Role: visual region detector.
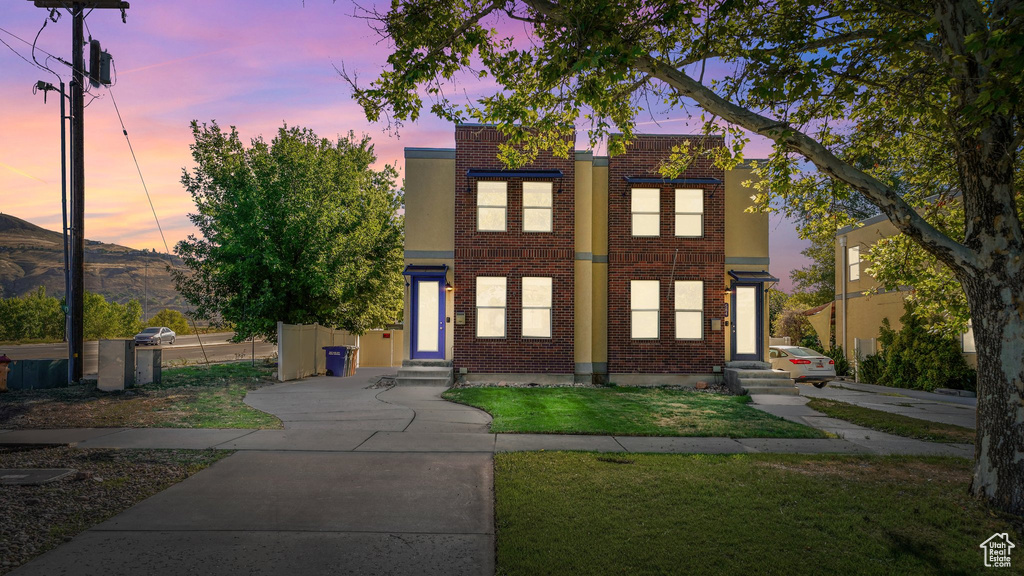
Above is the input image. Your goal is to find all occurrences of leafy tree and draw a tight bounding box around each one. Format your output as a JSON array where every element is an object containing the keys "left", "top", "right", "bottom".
[
  {"left": 343, "top": 0, "right": 1024, "bottom": 513},
  {"left": 83, "top": 292, "right": 143, "bottom": 340},
  {"left": 147, "top": 309, "right": 192, "bottom": 336},
  {"left": 173, "top": 122, "right": 404, "bottom": 341},
  {"left": 767, "top": 287, "right": 789, "bottom": 337},
  {"left": 0, "top": 288, "right": 142, "bottom": 342},
  {"left": 0, "top": 287, "right": 64, "bottom": 341}
]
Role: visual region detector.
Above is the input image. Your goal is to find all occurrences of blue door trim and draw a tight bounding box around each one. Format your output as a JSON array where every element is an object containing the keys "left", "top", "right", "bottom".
[
  {"left": 407, "top": 269, "right": 447, "bottom": 360},
  {"left": 730, "top": 282, "right": 764, "bottom": 362}
]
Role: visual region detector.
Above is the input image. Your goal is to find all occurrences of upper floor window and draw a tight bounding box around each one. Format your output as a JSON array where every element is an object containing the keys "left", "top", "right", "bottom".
[
  {"left": 962, "top": 322, "right": 976, "bottom": 353},
  {"left": 477, "top": 181, "right": 507, "bottom": 232},
  {"left": 522, "top": 182, "right": 553, "bottom": 232},
  {"left": 674, "top": 280, "right": 704, "bottom": 339},
  {"left": 675, "top": 189, "right": 704, "bottom": 237},
  {"left": 631, "top": 188, "right": 660, "bottom": 237},
  {"left": 631, "top": 280, "right": 660, "bottom": 339},
  {"left": 522, "top": 277, "right": 553, "bottom": 338},
  {"left": 848, "top": 245, "right": 860, "bottom": 281},
  {"left": 476, "top": 276, "right": 507, "bottom": 338}
]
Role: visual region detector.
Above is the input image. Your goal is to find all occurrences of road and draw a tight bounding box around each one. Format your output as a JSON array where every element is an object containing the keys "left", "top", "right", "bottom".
[{"left": 1, "top": 333, "right": 277, "bottom": 375}]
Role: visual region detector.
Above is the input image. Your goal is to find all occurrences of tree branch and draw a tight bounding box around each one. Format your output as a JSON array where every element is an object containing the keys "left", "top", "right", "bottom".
[{"left": 633, "top": 54, "right": 977, "bottom": 274}]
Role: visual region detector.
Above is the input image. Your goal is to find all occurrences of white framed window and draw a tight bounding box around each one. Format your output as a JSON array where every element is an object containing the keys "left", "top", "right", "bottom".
[
  {"left": 477, "top": 181, "right": 507, "bottom": 232},
  {"left": 674, "top": 280, "right": 704, "bottom": 339},
  {"left": 675, "top": 189, "right": 704, "bottom": 237},
  {"left": 522, "top": 277, "right": 552, "bottom": 338},
  {"left": 631, "top": 280, "right": 660, "bottom": 339},
  {"left": 848, "top": 245, "right": 860, "bottom": 281},
  {"left": 476, "top": 276, "right": 507, "bottom": 338},
  {"left": 631, "top": 188, "right": 660, "bottom": 236},
  {"left": 523, "top": 182, "right": 553, "bottom": 232},
  {"left": 962, "top": 322, "right": 976, "bottom": 353}
]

********************

Omitting the images, output each record precisely as written.

Role: visual region detector.
Above is the input image. Your goal is to find all occurrences of leafy tree and draw a tight bounding box around each one. Format your output as a JSON array where every element is an object containing the keys "left", "top", "right", "bottom".
[
  {"left": 343, "top": 0, "right": 1024, "bottom": 513},
  {"left": 83, "top": 292, "right": 143, "bottom": 340},
  {"left": 147, "top": 309, "right": 192, "bottom": 336},
  {"left": 173, "top": 122, "right": 404, "bottom": 341},
  {"left": 767, "top": 287, "right": 789, "bottom": 337},
  {"left": 0, "top": 288, "right": 142, "bottom": 342},
  {"left": 0, "top": 287, "right": 64, "bottom": 341}
]
Role: visual region detector.
Above is the input image. Your goal is to find all occurrences of blue door trim and draw a tight bounding box around each one. Format your output as a JSON array where every element is an object containing the keys "left", "top", "right", "bottom".
[
  {"left": 407, "top": 269, "right": 447, "bottom": 360},
  {"left": 730, "top": 282, "right": 764, "bottom": 362}
]
Role: visual region detector.
Above is the input image. Your goal is to find all occurrences of upper floor window and draw a tight bounding box around each one. Format your output as a JSON array where every element is an object containing the keys "left", "top", "right", "bottom".
[
  {"left": 962, "top": 322, "right": 976, "bottom": 353},
  {"left": 477, "top": 181, "right": 507, "bottom": 232},
  {"left": 522, "top": 182, "right": 553, "bottom": 232},
  {"left": 674, "top": 280, "right": 704, "bottom": 339},
  {"left": 675, "top": 189, "right": 704, "bottom": 237},
  {"left": 631, "top": 188, "right": 660, "bottom": 237},
  {"left": 631, "top": 280, "right": 660, "bottom": 339},
  {"left": 522, "top": 277, "right": 553, "bottom": 338},
  {"left": 848, "top": 245, "right": 860, "bottom": 281},
  {"left": 476, "top": 276, "right": 507, "bottom": 338}
]
Role: visual region detector.
Above is the input image. Your goal is to find all occurrences of road and draw a tight bounding box around each one. Format your output as a JSON array where every element is an object containing the keys "left", "top", "right", "bottom".
[{"left": 1, "top": 333, "right": 277, "bottom": 375}]
Role: visual region detector.
Above is the input image. Your goal is to find all occurrences of tree branch and draw a tight bounding box around each one. Format your output as a JSON array where every element is an object containing the keys "left", "top", "right", "bottom".
[{"left": 633, "top": 54, "right": 977, "bottom": 274}]
Role: visual region detector.
Above is the input image. Your goal is to find all occurrences of white framed window and draw a tight bounding box around each one. Format your output as a JSON array where every element is an object containing the keys "left", "top", "right", "bottom".
[
  {"left": 477, "top": 181, "right": 507, "bottom": 232},
  {"left": 674, "top": 280, "right": 704, "bottom": 339},
  {"left": 675, "top": 189, "right": 704, "bottom": 237},
  {"left": 522, "top": 277, "right": 552, "bottom": 338},
  {"left": 631, "top": 280, "right": 660, "bottom": 339},
  {"left": 848, "top": 245, "right": 860, "bottom": 281},
  {"left": 476, "top": 276, "right": 507, "bottom": 338},
  {"left": 631, "top": 188, "right": 660, "bottom": 236},
  {"left": 523, "top": 182, "right": 553, "bottom": 232},
  {"left": 962, "top": 322, "right": 976, "bottom": 353}
]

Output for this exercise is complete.